_Short exercise:_
Your task is to extract the lines from the one holding "Q: Mark a point on every instance of the girl's neck" through the end of the material. Set them down exactly and add nothing.

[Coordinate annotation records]
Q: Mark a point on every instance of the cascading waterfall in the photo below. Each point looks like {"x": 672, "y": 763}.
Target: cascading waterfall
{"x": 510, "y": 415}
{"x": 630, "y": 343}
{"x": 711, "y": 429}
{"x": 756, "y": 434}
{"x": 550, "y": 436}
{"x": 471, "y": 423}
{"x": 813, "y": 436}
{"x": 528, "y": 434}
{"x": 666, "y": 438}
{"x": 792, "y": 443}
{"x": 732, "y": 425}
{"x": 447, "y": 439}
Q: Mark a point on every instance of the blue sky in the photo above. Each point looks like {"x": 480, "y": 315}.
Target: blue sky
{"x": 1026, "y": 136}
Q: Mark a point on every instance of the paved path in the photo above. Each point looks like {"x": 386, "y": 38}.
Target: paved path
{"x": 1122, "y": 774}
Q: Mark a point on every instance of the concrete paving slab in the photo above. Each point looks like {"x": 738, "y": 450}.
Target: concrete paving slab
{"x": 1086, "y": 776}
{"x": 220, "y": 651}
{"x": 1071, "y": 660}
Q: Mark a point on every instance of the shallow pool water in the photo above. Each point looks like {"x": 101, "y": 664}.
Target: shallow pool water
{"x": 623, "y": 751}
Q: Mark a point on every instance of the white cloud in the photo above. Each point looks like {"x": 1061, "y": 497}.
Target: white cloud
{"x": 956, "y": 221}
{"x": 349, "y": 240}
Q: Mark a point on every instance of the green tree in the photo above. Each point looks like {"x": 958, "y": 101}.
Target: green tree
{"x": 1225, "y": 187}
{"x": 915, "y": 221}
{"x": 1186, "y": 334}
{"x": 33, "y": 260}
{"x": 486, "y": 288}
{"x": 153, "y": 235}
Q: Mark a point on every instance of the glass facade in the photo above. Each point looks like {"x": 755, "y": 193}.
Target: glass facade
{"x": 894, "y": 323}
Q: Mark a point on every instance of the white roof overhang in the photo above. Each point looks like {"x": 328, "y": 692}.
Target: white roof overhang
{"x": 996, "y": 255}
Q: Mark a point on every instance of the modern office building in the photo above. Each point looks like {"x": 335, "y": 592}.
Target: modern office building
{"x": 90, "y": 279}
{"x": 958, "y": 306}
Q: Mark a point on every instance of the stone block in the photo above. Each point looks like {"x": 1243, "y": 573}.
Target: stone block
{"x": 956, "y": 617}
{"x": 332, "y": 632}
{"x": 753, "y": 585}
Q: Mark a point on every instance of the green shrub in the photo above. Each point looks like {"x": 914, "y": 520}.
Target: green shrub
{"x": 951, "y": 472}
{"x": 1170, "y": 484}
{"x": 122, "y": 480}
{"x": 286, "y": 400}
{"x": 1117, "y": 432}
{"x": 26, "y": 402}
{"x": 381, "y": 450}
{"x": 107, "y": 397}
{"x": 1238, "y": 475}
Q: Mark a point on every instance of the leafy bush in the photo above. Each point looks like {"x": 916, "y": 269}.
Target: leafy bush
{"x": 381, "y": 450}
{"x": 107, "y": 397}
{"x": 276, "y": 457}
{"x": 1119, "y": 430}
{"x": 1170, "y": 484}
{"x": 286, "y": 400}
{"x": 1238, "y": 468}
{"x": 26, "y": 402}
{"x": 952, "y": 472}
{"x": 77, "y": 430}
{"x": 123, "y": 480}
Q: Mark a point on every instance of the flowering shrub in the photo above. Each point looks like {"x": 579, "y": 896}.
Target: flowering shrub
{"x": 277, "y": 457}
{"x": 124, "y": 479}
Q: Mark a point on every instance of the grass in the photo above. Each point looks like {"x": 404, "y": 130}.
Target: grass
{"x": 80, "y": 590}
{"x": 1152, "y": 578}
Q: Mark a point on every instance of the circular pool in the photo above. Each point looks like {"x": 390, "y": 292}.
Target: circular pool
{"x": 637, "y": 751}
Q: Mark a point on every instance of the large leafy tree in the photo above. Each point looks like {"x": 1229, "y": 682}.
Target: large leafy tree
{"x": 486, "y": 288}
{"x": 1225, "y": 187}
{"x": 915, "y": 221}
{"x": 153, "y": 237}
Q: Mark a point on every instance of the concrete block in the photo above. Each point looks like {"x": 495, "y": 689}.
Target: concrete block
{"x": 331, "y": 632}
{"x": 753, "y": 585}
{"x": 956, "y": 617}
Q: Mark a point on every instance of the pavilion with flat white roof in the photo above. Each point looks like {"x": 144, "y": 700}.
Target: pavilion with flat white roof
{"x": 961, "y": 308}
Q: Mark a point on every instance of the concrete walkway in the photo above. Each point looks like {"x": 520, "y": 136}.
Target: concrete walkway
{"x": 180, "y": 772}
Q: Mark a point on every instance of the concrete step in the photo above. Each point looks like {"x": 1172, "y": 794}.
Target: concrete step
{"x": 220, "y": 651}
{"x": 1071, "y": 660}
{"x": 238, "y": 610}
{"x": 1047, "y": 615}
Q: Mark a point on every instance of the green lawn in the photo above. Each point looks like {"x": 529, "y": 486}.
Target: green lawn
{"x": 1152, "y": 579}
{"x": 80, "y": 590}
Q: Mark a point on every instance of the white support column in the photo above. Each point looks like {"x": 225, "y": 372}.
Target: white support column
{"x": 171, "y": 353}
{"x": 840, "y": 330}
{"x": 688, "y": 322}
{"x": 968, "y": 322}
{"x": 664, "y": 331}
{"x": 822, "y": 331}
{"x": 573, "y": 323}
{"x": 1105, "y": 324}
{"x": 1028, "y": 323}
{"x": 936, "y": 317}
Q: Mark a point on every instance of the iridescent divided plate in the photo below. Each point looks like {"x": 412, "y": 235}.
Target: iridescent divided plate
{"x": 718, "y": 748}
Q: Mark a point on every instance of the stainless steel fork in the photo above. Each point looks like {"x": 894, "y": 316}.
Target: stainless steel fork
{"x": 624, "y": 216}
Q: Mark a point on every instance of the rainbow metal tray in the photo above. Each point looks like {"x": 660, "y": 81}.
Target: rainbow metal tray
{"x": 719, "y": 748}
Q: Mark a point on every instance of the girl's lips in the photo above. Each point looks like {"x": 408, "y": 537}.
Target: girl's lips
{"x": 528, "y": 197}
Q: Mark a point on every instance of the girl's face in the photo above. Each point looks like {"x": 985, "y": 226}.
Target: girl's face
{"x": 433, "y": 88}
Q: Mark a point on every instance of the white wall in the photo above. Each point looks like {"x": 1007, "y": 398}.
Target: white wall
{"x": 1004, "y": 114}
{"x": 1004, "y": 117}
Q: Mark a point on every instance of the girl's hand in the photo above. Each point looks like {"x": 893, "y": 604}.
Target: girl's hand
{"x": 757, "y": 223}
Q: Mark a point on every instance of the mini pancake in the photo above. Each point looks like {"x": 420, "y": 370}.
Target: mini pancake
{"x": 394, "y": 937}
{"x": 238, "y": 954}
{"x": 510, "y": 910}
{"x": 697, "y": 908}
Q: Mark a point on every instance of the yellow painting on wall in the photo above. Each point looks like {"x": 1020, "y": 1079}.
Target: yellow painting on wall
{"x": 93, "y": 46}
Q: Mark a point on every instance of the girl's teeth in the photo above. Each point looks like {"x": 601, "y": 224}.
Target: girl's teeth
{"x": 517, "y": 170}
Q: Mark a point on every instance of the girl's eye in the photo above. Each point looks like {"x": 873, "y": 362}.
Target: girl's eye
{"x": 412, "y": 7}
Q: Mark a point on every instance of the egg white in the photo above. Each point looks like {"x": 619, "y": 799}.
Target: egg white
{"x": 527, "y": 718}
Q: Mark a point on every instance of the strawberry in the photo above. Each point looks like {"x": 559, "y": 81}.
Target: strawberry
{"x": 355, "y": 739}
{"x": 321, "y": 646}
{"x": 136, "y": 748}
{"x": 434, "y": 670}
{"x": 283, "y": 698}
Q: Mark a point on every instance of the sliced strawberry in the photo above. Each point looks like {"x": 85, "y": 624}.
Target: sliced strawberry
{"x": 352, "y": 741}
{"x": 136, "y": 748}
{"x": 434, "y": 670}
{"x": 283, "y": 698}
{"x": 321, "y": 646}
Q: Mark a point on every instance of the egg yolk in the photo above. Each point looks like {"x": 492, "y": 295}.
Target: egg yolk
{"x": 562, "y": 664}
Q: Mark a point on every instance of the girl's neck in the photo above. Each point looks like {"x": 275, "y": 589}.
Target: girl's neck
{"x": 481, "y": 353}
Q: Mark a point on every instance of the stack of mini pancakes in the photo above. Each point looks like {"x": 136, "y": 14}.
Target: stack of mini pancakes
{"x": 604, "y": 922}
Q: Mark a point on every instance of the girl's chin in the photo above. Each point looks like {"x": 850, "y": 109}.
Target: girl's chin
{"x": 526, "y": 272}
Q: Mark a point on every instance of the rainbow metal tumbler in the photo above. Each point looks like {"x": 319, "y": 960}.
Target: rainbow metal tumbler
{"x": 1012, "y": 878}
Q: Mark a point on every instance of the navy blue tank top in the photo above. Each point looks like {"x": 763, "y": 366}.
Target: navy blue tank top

_Answer to the exercise:_
Q: Mark a point on every instance of the girl's neck in the photo above. Each point looks like {"x": 275, "y": 589}.
Target: girl's neck
{"x": 481, "y": 353}
Q: Mark a point on every instance of the stack of mini pancakes in the photo above. Each point looks like {"x": 136, "y": 14}.
Target: stack of mini pancakes
{"x": 604, "y": 922}
Q: Mark a point on every instance of the girl's chin in the photo above. Each point looks like {"x": 850, "y": 109}.
Target: girl's chin
{"x": 526, "y": 272}
Q: Mark a point on every instance of the rainbow metal tumbler in the photo above. Each point looks like {"x": 319, "y": 960}.
Target: rainbow metal tumbler
{"x": 1012, "y": 878}
Q: Mark a point on every instance of the navy blue tank top in the photo above. Each point looks like {"x": 763, "y": 366}.
Target: navy blue tank top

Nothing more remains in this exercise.